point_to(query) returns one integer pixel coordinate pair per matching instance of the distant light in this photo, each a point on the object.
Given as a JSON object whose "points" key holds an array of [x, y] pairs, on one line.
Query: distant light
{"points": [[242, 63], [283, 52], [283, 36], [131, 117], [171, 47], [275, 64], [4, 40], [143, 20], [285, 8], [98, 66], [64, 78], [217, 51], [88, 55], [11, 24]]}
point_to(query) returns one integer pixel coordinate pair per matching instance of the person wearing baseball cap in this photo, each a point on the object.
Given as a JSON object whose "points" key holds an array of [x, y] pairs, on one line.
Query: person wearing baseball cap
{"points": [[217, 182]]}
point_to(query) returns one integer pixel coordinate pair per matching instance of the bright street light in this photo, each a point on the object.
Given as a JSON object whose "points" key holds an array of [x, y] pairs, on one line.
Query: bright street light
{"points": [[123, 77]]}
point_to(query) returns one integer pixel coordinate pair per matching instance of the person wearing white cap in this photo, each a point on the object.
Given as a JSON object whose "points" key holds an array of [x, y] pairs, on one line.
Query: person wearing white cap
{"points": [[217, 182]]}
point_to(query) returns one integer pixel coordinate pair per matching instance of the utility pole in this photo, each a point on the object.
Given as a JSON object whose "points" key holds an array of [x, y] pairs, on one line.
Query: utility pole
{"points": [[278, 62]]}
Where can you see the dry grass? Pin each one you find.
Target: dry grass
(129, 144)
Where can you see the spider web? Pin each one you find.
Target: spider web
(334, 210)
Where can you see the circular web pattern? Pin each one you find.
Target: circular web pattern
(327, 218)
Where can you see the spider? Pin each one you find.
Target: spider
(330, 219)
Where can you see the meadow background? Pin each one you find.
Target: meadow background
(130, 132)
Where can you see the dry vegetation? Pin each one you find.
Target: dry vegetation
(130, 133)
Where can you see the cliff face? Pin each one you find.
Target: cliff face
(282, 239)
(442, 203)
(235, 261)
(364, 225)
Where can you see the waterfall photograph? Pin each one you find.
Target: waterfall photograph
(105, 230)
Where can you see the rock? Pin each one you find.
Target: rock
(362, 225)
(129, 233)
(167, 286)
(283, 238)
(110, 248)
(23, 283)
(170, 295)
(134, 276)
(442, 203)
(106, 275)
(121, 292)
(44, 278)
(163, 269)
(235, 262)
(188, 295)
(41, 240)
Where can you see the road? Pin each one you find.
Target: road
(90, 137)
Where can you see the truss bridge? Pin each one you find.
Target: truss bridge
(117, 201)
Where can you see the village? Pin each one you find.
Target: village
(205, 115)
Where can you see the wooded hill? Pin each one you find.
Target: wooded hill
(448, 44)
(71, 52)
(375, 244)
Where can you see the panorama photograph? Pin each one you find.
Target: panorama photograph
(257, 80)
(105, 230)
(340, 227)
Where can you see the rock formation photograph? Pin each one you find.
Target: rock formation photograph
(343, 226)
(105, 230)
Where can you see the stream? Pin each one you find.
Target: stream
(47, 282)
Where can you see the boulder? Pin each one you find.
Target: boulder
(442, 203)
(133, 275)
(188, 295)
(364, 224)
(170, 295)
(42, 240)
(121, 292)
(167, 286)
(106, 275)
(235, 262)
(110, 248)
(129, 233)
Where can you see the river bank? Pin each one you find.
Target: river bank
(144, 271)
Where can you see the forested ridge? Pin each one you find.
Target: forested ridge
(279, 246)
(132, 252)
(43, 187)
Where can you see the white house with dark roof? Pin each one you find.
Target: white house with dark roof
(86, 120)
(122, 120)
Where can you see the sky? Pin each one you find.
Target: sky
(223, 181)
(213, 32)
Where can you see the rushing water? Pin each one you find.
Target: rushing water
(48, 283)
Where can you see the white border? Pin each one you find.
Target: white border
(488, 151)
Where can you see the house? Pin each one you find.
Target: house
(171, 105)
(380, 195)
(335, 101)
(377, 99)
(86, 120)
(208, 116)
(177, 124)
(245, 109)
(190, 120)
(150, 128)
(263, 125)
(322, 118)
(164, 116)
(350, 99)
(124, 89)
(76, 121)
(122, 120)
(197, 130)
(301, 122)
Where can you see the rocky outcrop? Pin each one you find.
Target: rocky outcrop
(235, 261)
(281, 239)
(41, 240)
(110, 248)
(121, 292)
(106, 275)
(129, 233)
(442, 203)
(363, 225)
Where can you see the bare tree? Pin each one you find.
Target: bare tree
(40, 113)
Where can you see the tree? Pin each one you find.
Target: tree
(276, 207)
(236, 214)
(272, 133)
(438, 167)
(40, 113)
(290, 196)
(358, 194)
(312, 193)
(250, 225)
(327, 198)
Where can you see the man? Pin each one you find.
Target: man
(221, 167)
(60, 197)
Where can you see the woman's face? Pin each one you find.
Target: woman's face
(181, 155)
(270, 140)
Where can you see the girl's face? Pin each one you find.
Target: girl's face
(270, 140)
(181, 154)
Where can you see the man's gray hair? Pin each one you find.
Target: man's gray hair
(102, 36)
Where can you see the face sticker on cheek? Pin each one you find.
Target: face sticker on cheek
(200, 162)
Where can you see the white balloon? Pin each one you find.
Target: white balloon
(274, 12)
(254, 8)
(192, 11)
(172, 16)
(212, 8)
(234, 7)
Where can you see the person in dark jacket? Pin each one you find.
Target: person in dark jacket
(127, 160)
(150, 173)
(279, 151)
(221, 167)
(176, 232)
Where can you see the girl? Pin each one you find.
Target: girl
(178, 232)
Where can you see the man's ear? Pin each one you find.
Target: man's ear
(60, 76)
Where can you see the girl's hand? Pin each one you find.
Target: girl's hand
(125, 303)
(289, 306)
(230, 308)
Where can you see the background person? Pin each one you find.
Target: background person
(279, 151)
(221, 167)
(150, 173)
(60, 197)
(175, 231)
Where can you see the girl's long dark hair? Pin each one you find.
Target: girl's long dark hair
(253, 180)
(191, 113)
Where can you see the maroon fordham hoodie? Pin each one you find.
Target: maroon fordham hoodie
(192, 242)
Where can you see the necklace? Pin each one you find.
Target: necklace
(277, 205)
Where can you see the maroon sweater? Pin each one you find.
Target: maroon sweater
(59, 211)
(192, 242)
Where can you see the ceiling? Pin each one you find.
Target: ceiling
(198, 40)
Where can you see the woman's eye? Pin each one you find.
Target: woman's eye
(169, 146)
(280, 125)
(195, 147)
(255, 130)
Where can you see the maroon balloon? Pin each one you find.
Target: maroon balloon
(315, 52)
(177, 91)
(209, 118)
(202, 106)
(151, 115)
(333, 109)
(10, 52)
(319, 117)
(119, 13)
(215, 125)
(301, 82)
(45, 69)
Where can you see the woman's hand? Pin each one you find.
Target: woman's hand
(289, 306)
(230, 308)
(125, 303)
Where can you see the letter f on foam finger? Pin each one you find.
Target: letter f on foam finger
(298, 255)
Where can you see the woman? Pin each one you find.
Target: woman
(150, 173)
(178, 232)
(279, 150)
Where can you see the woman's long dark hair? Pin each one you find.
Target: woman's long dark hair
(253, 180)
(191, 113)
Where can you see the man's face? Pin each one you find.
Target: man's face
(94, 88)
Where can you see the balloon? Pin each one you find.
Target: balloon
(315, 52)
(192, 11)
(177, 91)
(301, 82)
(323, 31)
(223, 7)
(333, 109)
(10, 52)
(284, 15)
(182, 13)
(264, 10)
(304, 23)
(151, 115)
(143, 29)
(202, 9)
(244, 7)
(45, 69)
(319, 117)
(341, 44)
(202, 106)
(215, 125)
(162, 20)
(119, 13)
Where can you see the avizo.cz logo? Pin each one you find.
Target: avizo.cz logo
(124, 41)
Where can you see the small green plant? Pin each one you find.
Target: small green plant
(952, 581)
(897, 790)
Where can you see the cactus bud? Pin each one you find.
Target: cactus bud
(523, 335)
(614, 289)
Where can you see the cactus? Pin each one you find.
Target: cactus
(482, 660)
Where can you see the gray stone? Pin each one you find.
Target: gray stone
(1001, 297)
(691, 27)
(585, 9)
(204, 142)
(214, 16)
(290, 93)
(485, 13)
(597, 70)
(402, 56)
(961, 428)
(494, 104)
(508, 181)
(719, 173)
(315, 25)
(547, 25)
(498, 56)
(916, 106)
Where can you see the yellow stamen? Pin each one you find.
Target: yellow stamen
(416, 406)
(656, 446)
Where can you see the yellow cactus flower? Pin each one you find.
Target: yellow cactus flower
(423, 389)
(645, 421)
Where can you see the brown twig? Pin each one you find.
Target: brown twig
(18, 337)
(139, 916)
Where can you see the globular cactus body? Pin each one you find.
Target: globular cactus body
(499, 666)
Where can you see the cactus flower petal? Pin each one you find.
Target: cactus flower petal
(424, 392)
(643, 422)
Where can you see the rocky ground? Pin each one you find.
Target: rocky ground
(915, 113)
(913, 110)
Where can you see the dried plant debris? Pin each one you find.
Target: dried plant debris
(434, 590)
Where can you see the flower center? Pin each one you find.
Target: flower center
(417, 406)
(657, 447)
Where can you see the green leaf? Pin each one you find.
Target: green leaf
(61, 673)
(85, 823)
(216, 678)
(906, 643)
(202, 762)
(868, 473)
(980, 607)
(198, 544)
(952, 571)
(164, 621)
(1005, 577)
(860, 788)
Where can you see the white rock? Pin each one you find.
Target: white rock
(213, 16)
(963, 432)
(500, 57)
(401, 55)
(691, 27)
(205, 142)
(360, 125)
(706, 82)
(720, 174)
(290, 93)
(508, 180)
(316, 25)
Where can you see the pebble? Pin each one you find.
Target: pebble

■ ■ ■ ■ ■ ■ ■

**WHAT IS REQUIRED:** Copy out the lines of the listing word for word, starting at the line containing "Where can you see the brown" and ending at the last line of the listing.

**PROBLEM SOLUTION:**
Where can you see the brown twig? Pin each one you find.
Target: brown twig
(18, 337)
(139, 916)
Where can you see the globular cactus body? Pin each one you find.
Target: globular cactus body
(499, 666)
Where can you see the cactus flower petal? Pin each one you find.
Target: cactus flower petal
(424, 392)
(643, 422)
Where can you see the rocky ground? Pin each one you find.
Target: rocky ground
(915, 113)
(913, 110)
Where can you see the dried plant debris? Pin each one you find.
Target: dried plant debris
(434, 590)
Where can you see the flower center? Pin each one you find.
Target: flower center
(417, 406)
(657, 447)
Where can you see the green leaf? Pin each one you find.
Target: green leaf
(61, 673)
(85, 823)
(216, 678)
(906, 643)
(202, 762)
(868, 473)
(980, 607)
(198, 544)
(952, 571)
(164, 621)
(1005, 577)
(860, 788)
Where can you see the white rock? Pin each one you find.
Target: white rock
(213, 16)
(963, 432)
(500, 57)
(401, 55)
(691, 27)
(205, 142)
(360, 125)
(706, 82)
(720, 174)
(290, 93)
(508, 180)
(316, 25)
Where can you see the pebble? Pin each one you find.
Target: pebble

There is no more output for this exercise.